You can find a lot of small recipes for creating plots in [my git repository](https://gitlab.com/marvin.vanaalst/matplotlib-cookbook/).  

In [None]:
from __future__ import annotations

from typing import Any, cast

import numpy as np
import pandas as pd
import matplotlib.pyplot as plt
from numpy.typing import NDArray


def test(x: Any, expected: Any) -> None:
    if isinstance(x, np.ndarray) and isinstance(expected, np.ndarray):
        if not np.array_equal(x, expected):
            raise AssertionError(f"Expected {expected}, got {x}")
    else:
        if x != expected:
            raise AssertionError(f"Expected {expected}, got {x}")
    print("Test passed")


## Single subplots

You can create a figure and a single subplots using `plt.subplots`.  
Note that the first two arguments (`nrows` and `ncols`) are set to `1` by default, so you can leave them out.  
We will use them later to create figures with multiple subplots.  


In [None]:
fig, ax = plt.subplots()
plt.show()

**Given task A**: Reproduce the Matplotlib text from "## Single subplots" to "leave them out.".
**Given task B**: Resume the Matplotlib text at the point where it stops.
The records are not needed for this work.

**Stored data**:

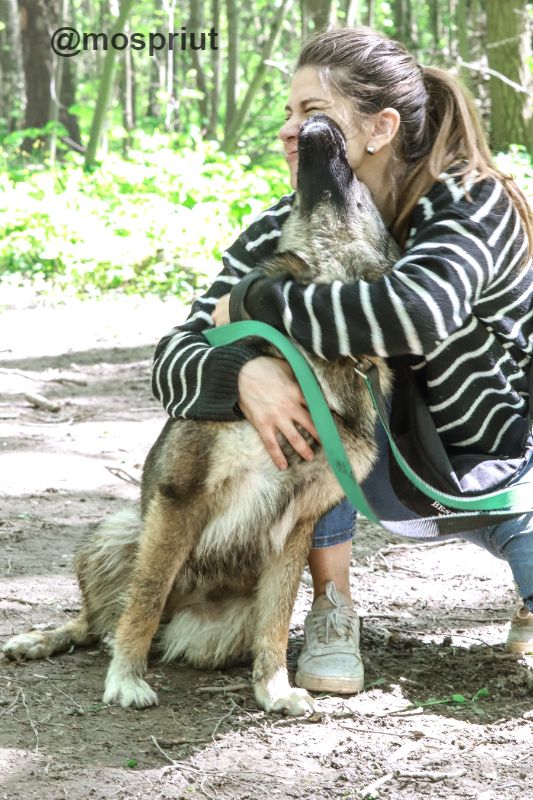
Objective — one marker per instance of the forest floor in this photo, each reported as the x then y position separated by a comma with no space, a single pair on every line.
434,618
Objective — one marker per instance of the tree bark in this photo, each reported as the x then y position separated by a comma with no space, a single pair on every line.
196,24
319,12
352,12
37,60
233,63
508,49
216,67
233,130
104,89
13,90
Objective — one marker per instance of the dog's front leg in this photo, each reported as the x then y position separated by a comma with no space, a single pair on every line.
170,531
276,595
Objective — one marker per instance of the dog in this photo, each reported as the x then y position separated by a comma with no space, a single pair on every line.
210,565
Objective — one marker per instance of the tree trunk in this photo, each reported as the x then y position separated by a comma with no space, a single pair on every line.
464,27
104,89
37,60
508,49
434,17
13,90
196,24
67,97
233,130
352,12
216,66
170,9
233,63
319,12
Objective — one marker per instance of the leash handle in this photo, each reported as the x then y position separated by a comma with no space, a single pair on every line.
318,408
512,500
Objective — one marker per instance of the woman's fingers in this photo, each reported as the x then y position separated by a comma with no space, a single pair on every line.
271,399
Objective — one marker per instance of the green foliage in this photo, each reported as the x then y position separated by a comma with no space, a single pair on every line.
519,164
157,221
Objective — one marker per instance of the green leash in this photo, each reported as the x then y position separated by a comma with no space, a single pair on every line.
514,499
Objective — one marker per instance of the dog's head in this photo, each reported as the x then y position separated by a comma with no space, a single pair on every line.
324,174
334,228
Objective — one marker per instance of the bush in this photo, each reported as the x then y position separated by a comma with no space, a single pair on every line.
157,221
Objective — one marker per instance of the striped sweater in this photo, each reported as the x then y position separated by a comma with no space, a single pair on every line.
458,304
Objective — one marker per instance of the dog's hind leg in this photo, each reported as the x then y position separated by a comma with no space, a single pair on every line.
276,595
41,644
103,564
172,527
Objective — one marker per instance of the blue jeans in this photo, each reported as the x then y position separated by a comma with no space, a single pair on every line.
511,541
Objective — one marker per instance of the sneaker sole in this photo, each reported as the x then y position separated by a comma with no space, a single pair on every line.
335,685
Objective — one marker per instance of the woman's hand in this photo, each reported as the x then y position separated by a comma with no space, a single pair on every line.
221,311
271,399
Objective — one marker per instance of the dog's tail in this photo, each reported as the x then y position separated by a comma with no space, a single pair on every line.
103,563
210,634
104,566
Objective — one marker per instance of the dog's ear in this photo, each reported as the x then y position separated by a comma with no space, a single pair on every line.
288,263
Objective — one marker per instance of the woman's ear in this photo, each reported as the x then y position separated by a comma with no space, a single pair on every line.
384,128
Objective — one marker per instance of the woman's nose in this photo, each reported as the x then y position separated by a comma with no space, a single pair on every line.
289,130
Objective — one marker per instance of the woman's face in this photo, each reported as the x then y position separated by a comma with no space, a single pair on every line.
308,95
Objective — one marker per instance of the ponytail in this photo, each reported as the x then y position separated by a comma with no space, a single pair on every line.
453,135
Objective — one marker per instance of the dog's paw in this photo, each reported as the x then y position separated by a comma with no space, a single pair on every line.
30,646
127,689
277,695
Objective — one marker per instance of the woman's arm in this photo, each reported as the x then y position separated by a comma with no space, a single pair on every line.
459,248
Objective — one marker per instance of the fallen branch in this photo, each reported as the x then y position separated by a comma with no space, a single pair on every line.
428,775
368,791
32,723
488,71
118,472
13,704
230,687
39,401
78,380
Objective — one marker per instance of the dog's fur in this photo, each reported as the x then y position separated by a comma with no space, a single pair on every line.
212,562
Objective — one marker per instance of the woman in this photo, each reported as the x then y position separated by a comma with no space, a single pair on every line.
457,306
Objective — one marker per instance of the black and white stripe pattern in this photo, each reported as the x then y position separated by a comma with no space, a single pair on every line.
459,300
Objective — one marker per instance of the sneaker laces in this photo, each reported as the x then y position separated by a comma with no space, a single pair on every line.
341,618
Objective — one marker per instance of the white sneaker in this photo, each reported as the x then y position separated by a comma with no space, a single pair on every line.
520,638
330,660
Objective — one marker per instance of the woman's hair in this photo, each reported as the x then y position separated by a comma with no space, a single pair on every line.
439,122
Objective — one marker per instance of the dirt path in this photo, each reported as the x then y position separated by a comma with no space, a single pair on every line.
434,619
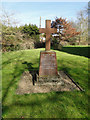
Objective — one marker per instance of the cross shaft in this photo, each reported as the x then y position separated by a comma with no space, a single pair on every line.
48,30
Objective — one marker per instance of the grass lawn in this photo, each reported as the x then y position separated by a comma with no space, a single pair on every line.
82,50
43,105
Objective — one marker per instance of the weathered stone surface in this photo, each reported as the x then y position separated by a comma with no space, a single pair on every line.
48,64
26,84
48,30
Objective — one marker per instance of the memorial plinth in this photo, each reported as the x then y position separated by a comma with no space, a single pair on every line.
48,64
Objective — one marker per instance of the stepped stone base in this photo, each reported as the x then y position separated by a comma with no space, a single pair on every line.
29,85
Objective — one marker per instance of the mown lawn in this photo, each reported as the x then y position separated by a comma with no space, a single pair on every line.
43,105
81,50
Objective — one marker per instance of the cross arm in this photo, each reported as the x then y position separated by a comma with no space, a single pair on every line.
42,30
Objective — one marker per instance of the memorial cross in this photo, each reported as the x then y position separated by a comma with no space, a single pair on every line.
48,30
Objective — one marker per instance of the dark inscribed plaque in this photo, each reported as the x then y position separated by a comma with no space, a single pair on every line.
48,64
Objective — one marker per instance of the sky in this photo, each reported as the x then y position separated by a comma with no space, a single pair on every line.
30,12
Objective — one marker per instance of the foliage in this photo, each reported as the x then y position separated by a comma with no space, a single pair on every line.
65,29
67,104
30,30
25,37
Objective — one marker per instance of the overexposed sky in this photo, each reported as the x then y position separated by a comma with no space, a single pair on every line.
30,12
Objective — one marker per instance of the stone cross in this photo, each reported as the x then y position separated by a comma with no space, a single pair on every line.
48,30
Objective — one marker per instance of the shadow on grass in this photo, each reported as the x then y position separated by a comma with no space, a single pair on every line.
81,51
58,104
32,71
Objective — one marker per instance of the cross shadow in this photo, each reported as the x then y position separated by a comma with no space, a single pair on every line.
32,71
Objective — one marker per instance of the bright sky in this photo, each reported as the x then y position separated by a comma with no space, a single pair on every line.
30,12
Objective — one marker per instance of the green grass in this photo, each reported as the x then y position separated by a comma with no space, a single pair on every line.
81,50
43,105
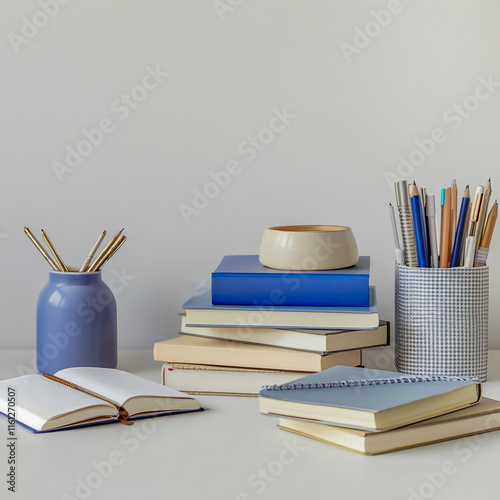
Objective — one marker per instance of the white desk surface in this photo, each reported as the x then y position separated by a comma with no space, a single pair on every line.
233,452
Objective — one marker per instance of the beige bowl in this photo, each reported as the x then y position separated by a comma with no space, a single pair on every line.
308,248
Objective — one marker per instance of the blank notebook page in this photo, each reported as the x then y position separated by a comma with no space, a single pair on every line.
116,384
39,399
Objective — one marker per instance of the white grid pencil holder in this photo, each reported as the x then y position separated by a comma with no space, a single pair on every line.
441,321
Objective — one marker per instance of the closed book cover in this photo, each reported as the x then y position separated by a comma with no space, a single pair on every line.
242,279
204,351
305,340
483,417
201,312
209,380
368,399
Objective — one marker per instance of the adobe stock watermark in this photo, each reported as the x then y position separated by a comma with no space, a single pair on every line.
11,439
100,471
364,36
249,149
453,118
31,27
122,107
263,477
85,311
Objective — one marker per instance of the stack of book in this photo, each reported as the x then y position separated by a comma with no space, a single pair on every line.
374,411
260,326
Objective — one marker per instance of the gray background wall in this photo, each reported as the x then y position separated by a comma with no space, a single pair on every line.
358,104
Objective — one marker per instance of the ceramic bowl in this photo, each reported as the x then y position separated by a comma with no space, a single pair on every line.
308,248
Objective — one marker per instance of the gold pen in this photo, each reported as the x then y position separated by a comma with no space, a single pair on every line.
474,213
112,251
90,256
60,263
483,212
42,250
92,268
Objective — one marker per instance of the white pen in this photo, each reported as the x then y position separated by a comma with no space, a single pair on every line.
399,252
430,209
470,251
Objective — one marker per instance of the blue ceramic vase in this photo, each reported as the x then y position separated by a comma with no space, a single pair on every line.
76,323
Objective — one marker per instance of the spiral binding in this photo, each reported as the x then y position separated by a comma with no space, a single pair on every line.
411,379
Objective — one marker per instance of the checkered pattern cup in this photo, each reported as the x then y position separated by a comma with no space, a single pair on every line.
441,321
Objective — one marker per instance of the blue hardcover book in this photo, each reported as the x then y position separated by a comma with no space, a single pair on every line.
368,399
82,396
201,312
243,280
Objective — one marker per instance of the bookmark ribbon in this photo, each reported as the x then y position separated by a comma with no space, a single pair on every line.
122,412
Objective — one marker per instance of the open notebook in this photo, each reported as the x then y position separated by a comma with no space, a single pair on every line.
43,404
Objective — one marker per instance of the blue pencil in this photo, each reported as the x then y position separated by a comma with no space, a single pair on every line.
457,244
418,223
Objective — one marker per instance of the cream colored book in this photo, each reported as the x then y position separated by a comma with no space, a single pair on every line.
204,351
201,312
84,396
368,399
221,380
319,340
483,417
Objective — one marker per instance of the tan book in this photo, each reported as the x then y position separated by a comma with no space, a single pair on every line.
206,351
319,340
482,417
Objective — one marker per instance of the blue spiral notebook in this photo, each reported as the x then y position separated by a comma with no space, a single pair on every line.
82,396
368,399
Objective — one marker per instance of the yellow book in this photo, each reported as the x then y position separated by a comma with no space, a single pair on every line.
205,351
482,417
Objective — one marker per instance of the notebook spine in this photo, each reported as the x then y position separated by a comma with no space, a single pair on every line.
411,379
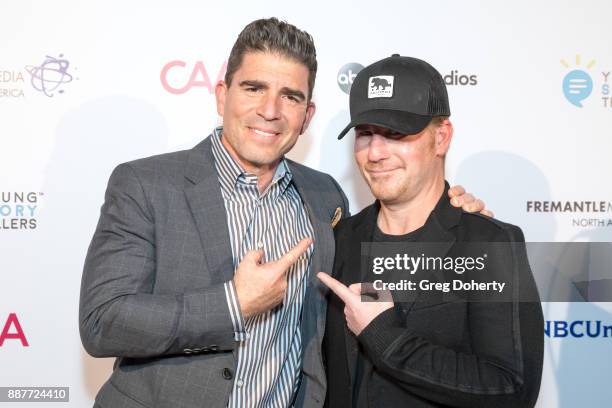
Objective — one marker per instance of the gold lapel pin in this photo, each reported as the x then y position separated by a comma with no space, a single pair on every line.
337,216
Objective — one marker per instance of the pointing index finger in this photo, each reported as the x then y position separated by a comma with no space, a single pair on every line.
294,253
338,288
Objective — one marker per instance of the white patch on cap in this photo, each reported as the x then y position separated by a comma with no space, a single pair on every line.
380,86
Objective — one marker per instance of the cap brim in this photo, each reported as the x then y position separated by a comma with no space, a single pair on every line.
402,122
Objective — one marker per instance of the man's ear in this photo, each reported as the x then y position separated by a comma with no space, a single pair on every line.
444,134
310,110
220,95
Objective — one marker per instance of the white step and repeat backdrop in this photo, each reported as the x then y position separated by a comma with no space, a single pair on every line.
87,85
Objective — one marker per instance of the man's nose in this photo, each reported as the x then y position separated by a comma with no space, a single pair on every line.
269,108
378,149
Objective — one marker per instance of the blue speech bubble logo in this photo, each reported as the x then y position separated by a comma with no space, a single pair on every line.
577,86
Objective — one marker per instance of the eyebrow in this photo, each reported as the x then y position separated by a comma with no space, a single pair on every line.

**Expected answer A**:
## Single subplots

You can create a figure and a single subplots using `plt.subplots`.  
Note that the first two arguments (`nrows` and `ncols`) are set to `1` by default, so you can leave them out.

**Expected answer B**:
### Exercise: figure size

`plt.subplots` takes an optional keyword argument `figsize=(width, height)`, which you can use to change the size of the figure.  

Create three separate plots with sizes `(2, 2)`, `(2, 4)` and `(4, 2)`

In [None]:
fig, ax = plt.subplots(figsize=(2, 2))
plt.show()

fig, ax = plt.subplots(figsize=(2, 4))
plt.show()

fig, ax = plt.subplots(figsize=(4, 2))
plt.show()



## Line plot

We can draw a line-plot using the `.plot` method on a subplot (ax).  
We then can annotate that plot further, using the `set_xlabel`, `set_ylabel` and `set_title` methods on the subplot.  


In [None]:
x = np.linspace(-np.pi, np.pi, 256)
y = np.sin(x)

fig, ax = plt.subplots()
ax.plot(x, y)
ax.set_xlabel("Time / a.u.")
ax.set_ylabel("Value / a.u.")
ax.set_title("My first plot")
plt.show()

### Exercise

Extend the plot above by adding the cosine as a second line to it.

In [None]:
x = np.linspace(-np.pi, np.pi, 256)

fig, ax = plt.subplots()
ax.plot(x, np.sin(x))
ax.plot(x, np.cos(x))
ax.set_xlabel("Time / a.u.")
ax.set_ylabel("Value / a.u.")
ax.set_title("My first plot")
plt.show()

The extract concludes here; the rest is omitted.